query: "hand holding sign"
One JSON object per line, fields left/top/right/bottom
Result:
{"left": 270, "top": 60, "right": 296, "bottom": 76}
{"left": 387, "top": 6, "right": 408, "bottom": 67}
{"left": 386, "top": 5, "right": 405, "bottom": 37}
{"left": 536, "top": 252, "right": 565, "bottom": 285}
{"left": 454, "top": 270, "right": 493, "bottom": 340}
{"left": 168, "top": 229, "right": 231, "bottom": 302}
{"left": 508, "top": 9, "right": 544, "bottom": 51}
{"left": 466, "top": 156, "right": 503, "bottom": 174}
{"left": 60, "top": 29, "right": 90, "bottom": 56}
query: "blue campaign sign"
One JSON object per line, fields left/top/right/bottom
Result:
+ + + +
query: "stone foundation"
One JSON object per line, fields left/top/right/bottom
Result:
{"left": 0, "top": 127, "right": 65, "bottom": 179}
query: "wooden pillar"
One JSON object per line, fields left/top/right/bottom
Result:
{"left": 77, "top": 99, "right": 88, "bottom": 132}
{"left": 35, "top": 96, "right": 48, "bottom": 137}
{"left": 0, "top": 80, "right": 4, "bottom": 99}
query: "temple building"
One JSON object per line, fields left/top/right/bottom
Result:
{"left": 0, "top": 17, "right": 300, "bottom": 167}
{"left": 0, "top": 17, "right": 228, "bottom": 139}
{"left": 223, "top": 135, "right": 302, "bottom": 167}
+ + + +
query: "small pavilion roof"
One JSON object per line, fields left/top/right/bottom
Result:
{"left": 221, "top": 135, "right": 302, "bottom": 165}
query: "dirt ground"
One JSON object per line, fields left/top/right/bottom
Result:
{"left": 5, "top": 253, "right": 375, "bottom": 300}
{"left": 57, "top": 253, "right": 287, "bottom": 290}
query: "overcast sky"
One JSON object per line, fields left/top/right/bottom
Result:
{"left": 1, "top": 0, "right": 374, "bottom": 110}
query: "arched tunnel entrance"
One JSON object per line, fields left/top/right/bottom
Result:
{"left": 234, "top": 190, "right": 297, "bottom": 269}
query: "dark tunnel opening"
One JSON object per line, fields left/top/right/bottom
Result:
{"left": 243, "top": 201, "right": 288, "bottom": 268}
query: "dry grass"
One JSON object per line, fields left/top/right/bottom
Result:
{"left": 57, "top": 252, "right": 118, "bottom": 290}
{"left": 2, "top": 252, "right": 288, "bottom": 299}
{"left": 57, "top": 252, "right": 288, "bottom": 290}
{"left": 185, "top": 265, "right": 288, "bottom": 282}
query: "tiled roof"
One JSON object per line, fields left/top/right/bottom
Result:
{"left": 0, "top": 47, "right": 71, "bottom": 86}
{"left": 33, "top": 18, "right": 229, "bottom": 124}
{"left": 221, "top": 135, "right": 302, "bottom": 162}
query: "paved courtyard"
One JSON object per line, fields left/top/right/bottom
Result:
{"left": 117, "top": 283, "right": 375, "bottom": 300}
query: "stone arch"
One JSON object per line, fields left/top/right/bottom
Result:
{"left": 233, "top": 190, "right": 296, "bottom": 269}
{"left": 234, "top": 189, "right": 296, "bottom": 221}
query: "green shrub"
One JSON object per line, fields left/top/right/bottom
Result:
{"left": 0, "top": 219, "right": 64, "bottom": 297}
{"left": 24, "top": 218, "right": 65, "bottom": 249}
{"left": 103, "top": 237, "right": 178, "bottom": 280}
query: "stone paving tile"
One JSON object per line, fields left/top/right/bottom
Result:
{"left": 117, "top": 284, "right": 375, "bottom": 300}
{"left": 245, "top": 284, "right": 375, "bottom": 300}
+ + + +
**Task:** Take from the listing every line in which the word "sign" appears.

**Answer for the task:**
query: "hand holding sign"
query: "blue campaign sign"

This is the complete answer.